#### EXERCISE BRIEF
Give the data again in its entirety, exactly as provided.

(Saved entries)
____________

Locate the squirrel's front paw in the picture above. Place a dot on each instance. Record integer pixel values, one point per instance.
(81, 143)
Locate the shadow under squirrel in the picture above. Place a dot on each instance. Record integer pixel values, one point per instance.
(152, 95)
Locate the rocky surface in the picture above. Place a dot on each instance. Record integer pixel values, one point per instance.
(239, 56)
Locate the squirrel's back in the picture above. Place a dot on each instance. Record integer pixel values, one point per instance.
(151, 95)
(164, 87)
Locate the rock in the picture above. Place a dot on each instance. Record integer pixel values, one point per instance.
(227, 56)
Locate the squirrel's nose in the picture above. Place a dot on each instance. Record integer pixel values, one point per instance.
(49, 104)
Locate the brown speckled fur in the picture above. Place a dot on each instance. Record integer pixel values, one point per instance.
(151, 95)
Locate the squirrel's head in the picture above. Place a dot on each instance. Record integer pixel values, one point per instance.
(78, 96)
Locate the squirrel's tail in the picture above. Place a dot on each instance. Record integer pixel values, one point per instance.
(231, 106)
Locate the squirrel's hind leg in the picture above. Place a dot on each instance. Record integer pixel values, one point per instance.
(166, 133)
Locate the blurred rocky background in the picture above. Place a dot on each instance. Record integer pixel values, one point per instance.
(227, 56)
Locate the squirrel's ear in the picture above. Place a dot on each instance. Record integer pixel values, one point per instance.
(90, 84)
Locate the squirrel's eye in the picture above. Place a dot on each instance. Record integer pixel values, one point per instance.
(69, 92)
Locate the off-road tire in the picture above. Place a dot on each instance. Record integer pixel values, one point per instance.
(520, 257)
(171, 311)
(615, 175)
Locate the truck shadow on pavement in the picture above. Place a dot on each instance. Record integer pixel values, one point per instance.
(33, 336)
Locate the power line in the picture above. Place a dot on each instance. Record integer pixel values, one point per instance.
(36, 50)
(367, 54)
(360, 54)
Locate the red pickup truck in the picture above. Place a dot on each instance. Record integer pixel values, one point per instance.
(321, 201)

____________

#### ANSWER SPACE
Locate the squirrel's front paw in the picture above. Place a dot on each instance. Record integer pixel values, one point per instance.
(81, 143)
Locate the shadow under squirrel in the picture above. Place a dot on each instance. Record integer pixel values, one point per instance.
(152, 95)
Locate the rocky surface in the picture above. Place a dot on each instance. Record integer pixel values, one point per instance.
(239, 56)
Locate the squirrel's back in the picture above. Place a dot on each instance. Record integer pixel values, one point per instance.
(151, 95)
(164, 87)
Locate the rock in the picture above. Place a dot on each instance. Record integer pixel values, one point per instance.
(227, 56)
Locate the squirrel's nose in the picture above. Place a dot on each instance. Record integer pixel values, one point per instance.
(49, 104)
Locate the brown speckled fur in the picture above. Place a dot on each instance. Record integer pixel values, one point per instance.
(151, 95)
Locate the squirrel's head in the picture above. Place a dot on each instance. Record integer pixel values, one point per instance.
(78, 96)
Locate the squirrel's tail in the picture above. Place a dot on each instance. Record integer pixel values, one point per instance.
(231, 106)
Locate the squirrel's hind leg in the picture above. Place a dot on each instance. Record integer pixel values, one point per instance.
(166, 133)
Locate the blurred rocky background in the picture above. Place a dot on each instance. Record integer pixel values, one point per instance.
(227, 56)
Locate the squirrel's ear in the picture above. Place a dot on each instance. Record integer pixel values, one point per instance.
(90, 84)
Locate the squirrel's eye in the picture above. Place a dot on each instance. Record integer pixel values, one point per instance.
(69, 92)
Locate the off-road tire in the picture above. Place a dot on each instance. Record integer pixel values, one point per instance.
(520, 257)
(171, 311)
(615, 175)
Locate the truck shadow on pavement in the picture above. Place a dot on each instance. Record integer pixel values, one point per instance.
(33, 336)
Locate the power line in the picture above. Place a dot on each instance. Record integer pixel values, one point per instance.
(36, 50)
(367, 54)
(360, 54)
Locate the red pickup truck in the picture above. Place a dot on each instance. Record integer pixel values, one point per instance.
(321, 201)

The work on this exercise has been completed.